(Items from a dataset)
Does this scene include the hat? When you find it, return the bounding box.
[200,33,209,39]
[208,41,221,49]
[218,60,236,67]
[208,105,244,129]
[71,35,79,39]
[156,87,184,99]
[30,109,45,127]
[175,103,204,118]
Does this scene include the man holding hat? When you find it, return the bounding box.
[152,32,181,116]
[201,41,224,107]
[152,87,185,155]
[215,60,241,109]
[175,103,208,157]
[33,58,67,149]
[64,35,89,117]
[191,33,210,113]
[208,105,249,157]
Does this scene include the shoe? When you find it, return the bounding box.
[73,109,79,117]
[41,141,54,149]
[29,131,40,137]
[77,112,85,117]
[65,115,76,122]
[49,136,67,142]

* [Exercise prompt] Retype exactly the line with "Does this scene include the shoe?" and each line after it until the records end, and include no other line.

* [Result of this exercise]
Does this scene include the shoe? When you find it, return the bounding box.
[73,109,79,117]
[41,141,54,149]
[29,131,40,137]
[77,112,85,117]
[65,115,76,122]
[49,136,67,142]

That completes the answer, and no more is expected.